── BRANO ESTRATTO ──

Un uomo solo, nel chiarore della sua cecità. Ma solo. Con la sua notte in arrivo al binario unico. E chissà se col rintocco di una sensibilità che annuncia il distacco come in una poesia che, purtroppo, non si studia a scuola: “Amici, credo che sia meglio per me cominciare a tirar giù la valigia. Anche se non so bene l’ora d’arrivo, e neppure conosca quali stazioni precedano la mia, sicuri segni mi dicono, da quanto m’è giunto all’orecchio di questi luoghi, ch’io vi dovrò presto lasciare”.  Non la scansione dei versi, parole distese in forma di sentiero o rotaia. E il viaggio che si conclude. E ancora altre parole grate di chi ha condiviso con quell’uomo solo la vocazione di narrare, ognuno a suo modo.

───

**COSA FARE:**
Riporta per favore, parola per parola, il passo del brano che comincia con "Un uomo solo, nel" e prosegue fino a "a suo modo.".

── DATI DISPONIBILI ──

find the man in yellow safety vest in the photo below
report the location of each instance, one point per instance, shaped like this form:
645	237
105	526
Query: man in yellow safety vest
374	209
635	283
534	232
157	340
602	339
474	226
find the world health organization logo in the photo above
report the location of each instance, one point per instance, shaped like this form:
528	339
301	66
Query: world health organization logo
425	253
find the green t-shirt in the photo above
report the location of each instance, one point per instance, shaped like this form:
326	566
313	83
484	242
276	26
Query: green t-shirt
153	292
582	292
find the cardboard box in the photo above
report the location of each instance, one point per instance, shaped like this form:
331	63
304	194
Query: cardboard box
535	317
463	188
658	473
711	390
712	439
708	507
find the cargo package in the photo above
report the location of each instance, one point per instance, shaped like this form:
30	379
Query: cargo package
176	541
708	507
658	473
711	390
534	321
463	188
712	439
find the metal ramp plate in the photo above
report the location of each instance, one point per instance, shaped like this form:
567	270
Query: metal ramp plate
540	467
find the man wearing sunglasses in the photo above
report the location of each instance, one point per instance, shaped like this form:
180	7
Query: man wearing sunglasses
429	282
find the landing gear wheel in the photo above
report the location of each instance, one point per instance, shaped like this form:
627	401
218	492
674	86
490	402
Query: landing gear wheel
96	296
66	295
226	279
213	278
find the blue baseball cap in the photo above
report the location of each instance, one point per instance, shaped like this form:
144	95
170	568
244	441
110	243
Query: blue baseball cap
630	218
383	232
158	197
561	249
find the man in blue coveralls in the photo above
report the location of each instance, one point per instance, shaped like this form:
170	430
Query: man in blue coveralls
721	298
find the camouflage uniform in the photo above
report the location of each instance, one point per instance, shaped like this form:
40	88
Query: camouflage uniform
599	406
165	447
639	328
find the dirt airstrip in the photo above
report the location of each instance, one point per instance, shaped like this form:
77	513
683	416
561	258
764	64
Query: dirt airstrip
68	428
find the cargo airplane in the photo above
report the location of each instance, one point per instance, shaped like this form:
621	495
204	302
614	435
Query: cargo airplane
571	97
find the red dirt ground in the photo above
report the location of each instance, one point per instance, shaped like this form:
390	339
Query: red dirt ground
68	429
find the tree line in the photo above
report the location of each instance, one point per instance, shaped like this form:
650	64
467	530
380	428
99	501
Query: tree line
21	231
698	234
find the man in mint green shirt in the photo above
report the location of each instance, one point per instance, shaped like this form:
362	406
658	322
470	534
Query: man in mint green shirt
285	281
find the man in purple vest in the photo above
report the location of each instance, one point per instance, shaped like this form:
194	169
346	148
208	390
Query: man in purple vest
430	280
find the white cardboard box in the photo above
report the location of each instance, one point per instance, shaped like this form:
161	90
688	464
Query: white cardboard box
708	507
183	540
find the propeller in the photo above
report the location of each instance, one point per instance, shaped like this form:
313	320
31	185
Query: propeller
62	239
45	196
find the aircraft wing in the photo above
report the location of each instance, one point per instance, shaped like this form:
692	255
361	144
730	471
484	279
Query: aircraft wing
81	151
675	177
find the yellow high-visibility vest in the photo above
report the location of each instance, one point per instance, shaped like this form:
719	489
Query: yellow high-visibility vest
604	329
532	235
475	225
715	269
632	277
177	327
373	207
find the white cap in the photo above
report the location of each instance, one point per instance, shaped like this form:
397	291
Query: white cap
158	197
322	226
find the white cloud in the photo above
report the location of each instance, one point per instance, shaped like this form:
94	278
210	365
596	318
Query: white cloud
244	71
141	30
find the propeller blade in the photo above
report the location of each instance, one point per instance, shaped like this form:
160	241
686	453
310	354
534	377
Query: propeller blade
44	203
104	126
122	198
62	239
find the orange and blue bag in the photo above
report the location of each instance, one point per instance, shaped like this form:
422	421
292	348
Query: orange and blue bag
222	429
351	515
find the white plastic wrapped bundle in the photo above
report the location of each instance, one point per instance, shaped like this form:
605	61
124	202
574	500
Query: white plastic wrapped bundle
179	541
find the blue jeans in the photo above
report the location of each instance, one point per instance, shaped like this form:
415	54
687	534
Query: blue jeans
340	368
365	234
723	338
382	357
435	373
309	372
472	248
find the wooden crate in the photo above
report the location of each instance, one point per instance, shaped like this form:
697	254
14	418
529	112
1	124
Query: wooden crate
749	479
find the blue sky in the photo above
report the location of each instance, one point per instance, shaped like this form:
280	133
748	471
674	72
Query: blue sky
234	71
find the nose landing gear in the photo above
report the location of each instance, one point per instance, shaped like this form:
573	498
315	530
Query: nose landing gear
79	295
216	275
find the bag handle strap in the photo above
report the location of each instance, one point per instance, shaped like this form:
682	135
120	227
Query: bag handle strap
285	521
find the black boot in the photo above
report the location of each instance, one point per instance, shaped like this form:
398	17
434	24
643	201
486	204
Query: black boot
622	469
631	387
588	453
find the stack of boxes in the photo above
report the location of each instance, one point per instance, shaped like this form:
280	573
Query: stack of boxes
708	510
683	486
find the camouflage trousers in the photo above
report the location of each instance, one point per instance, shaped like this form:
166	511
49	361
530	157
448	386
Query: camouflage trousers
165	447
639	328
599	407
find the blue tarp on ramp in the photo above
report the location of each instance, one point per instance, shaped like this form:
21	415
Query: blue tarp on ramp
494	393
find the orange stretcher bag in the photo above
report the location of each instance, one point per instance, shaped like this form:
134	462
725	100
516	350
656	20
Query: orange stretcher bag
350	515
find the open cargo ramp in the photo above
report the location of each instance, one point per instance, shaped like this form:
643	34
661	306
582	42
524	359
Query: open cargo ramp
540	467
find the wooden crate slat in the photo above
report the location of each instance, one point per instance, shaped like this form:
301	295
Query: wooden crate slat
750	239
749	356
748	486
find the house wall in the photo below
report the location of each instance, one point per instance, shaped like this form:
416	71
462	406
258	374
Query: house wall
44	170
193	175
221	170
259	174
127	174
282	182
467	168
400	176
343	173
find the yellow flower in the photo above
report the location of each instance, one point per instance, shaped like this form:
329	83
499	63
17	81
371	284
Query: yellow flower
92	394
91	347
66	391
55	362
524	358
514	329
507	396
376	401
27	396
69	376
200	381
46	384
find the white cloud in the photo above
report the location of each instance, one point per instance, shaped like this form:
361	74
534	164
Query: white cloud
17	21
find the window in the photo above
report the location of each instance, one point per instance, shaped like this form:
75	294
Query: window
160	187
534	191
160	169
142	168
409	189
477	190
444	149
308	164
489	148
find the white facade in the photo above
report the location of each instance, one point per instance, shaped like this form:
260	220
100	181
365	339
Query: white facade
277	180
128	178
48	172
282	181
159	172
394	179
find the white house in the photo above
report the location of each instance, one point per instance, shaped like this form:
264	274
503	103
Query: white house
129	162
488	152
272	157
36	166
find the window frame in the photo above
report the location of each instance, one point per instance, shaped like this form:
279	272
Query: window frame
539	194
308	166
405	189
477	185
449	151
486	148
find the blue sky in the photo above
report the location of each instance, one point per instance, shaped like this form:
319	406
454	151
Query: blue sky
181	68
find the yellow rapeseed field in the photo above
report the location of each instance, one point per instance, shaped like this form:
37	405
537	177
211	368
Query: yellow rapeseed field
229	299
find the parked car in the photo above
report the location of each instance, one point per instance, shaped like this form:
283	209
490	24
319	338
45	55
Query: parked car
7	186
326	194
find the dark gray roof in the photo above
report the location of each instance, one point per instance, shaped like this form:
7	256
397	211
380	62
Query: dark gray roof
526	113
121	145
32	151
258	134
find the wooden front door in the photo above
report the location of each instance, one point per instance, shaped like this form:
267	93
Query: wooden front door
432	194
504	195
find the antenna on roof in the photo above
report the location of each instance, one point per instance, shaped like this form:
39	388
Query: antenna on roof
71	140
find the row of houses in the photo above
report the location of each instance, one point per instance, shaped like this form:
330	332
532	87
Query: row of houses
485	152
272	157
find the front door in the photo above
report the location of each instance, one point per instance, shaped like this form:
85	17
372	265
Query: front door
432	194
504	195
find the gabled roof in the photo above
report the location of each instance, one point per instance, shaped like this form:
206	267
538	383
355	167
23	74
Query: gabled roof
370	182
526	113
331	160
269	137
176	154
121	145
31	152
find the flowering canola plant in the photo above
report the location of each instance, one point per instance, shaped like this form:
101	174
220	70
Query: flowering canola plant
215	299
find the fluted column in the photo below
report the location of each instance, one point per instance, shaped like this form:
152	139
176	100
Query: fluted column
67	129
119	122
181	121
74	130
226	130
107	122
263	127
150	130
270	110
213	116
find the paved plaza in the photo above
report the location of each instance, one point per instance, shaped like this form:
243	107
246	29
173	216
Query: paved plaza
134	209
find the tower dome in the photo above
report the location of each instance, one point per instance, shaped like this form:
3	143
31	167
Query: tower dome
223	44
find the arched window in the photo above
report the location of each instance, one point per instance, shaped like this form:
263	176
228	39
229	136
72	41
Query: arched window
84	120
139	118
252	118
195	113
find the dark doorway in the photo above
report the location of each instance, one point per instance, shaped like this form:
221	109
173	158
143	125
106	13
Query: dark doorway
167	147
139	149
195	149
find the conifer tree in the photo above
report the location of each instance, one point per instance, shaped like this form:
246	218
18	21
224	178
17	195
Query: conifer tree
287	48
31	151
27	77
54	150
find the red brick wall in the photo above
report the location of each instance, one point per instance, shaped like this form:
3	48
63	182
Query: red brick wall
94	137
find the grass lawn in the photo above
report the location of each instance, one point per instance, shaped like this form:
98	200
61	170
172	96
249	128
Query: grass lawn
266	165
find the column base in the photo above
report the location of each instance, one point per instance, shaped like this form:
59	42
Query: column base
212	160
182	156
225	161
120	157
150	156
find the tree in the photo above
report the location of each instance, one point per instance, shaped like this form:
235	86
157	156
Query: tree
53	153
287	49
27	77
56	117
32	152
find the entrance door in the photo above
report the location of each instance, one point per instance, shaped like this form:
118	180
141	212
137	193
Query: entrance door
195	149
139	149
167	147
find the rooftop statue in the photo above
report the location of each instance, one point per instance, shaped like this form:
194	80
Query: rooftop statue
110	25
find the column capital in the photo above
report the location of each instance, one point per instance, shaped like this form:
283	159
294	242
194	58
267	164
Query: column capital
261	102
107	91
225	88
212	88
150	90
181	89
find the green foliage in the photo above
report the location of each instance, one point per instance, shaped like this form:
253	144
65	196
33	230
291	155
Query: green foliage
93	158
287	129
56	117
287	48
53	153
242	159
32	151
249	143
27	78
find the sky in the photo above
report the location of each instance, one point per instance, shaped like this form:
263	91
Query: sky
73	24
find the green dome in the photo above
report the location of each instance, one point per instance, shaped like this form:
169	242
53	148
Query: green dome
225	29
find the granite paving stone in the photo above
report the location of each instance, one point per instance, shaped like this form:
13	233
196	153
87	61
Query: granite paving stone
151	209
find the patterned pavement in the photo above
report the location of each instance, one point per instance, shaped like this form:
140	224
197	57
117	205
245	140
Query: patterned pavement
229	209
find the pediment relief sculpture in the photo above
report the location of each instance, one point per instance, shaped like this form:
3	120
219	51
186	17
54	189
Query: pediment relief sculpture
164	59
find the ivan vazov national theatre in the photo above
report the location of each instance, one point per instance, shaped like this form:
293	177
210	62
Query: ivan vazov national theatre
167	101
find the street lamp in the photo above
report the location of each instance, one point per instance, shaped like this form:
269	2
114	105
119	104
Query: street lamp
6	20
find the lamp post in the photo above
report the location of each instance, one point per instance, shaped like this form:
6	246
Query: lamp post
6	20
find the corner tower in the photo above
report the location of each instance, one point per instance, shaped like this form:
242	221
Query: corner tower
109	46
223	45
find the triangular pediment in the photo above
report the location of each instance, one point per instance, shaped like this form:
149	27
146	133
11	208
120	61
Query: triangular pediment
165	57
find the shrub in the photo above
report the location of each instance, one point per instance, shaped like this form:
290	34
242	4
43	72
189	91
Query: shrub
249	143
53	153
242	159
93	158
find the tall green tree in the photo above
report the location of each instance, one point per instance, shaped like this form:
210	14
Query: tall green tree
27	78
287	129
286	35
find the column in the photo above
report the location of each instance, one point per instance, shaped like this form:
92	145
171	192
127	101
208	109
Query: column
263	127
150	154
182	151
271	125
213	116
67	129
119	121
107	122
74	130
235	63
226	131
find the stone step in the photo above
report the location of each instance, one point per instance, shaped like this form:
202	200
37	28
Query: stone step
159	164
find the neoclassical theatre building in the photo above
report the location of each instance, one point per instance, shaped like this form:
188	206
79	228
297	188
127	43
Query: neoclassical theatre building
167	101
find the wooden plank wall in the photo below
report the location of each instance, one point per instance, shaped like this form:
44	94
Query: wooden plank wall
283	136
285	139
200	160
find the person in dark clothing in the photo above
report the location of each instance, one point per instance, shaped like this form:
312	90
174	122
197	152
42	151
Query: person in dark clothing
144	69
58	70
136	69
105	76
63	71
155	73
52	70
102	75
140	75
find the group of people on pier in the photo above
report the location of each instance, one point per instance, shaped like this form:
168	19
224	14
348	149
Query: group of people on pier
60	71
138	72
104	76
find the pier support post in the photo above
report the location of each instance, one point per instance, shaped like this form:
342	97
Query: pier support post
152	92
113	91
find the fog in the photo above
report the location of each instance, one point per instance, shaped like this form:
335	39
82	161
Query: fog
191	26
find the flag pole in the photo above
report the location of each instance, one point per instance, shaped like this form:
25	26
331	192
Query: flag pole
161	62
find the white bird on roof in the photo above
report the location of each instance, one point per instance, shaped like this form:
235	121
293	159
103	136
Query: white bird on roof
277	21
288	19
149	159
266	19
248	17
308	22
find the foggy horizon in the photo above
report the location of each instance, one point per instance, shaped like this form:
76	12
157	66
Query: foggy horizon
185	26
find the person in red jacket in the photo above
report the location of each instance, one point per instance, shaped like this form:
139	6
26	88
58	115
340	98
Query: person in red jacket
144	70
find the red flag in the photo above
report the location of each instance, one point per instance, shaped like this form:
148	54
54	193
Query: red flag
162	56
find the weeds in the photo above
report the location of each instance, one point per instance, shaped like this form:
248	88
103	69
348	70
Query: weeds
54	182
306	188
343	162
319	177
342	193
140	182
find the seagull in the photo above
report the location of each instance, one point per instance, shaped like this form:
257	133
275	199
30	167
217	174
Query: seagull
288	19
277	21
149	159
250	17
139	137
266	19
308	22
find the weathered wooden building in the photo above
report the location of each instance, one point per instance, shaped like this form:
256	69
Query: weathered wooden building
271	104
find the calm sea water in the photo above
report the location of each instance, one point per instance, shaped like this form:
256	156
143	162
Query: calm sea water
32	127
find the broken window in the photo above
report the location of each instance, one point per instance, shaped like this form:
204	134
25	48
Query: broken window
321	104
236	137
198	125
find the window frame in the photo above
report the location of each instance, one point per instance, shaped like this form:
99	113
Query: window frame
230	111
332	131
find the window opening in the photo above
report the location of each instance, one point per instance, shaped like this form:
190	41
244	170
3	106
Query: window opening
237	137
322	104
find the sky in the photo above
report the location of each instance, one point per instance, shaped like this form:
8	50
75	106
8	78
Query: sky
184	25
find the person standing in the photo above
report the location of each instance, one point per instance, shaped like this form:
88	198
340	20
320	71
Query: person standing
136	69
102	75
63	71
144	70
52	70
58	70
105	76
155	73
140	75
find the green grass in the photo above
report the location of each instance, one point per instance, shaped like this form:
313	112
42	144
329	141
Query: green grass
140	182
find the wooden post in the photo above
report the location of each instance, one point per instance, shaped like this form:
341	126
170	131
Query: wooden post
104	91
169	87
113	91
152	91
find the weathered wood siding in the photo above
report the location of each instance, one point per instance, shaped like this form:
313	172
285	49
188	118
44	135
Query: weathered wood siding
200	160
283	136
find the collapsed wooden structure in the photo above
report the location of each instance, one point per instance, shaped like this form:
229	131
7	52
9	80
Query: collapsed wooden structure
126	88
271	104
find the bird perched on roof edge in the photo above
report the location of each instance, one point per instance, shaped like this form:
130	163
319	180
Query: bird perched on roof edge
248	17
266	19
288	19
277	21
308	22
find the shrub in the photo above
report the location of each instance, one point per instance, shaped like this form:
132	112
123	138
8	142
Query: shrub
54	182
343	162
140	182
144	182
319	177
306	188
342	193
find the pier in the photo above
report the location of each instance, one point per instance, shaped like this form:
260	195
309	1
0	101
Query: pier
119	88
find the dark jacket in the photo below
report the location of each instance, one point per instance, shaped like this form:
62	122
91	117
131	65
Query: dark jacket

───

**RISPOSTA:**
Un uomo solo, nel chiarore della sua cecità. Ma solo. Con la sua notte in arrivo al binario unico. E chissà se col rintocco di una sensibilità che annuncia il distacco come in una poesia che, purtroppo, non si studia a scuola: “Amici, credo che sia meglio per me cominciare a tirar giù la valigia. Anche se non so bene l’ora d’arrivo, e neppure conosca quali stazioni precedano la mia, sicuri segni mi dicono, da quanto m’è giunto all’orecchio di questi luoghi, ch’io vi dovrò presto lasciare”.  Non la scansione dei versi, parole distese in forma di sentiero o rotaia. E il viaggio che si conclude. E ancora altre parole grate di chi ha condiviso con quell’uomo solo la vocazione di narrare, ognuno a suo modo.